_TASK DESCRIPTION:_
Rewrite the listing below, substituting "white" for every occurrence of "blue" and keeping everything else the same. Omit the pictures from your output.

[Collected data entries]
•••••
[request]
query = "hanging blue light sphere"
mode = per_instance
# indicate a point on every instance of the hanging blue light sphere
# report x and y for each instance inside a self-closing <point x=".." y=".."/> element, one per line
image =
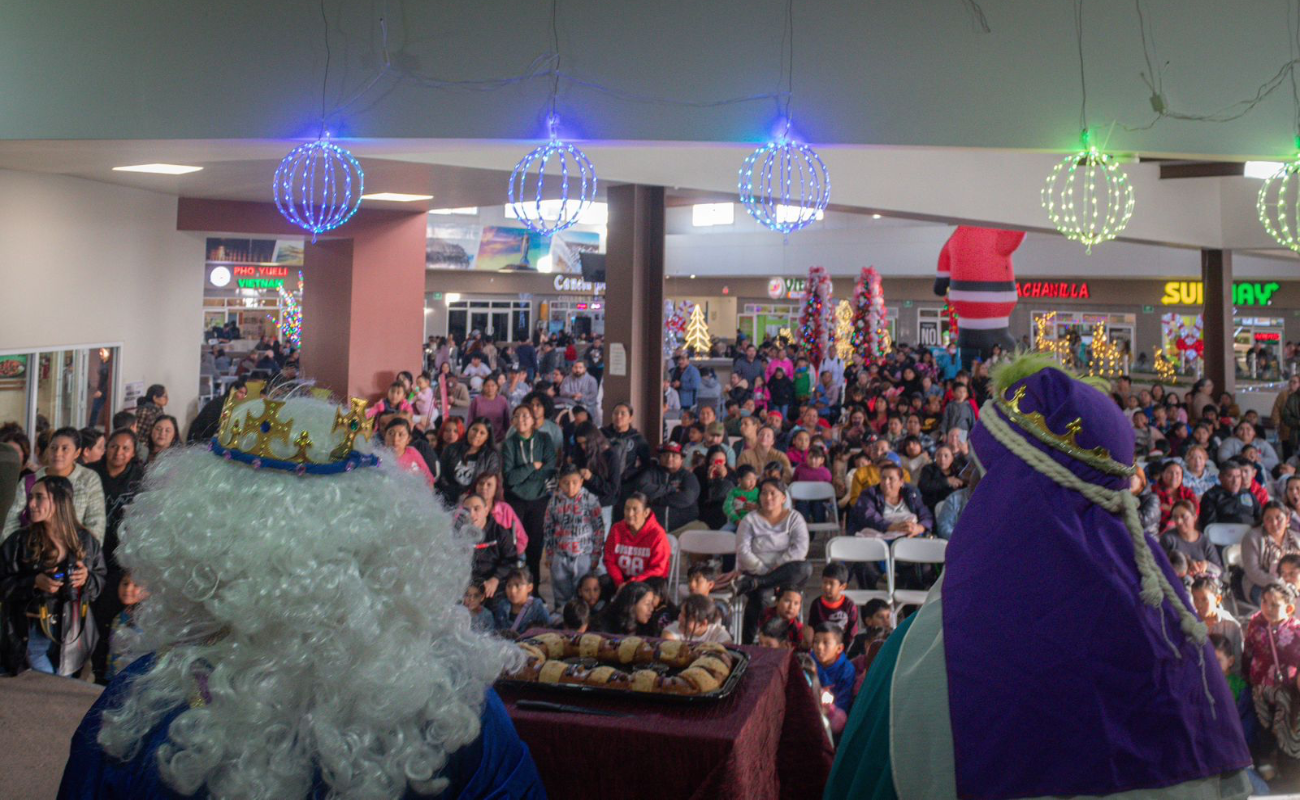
<point x="784" y="185"/>
<point x="319" y="186"/>
<point x="527" y="189"/>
•••••
_EXERCISE SOLUTION:_
[request]
query = "hanging white light sphere"
mode = per_instance
# indicate a point on every instance of the hanging white light sphere
# report x and y for each instance inside a self-closing <point x=".." y=".."/> element, one per line
image =
<point x="784" y="185"/>
<point x="319" y="186"/>
<point x="527" y="189"/>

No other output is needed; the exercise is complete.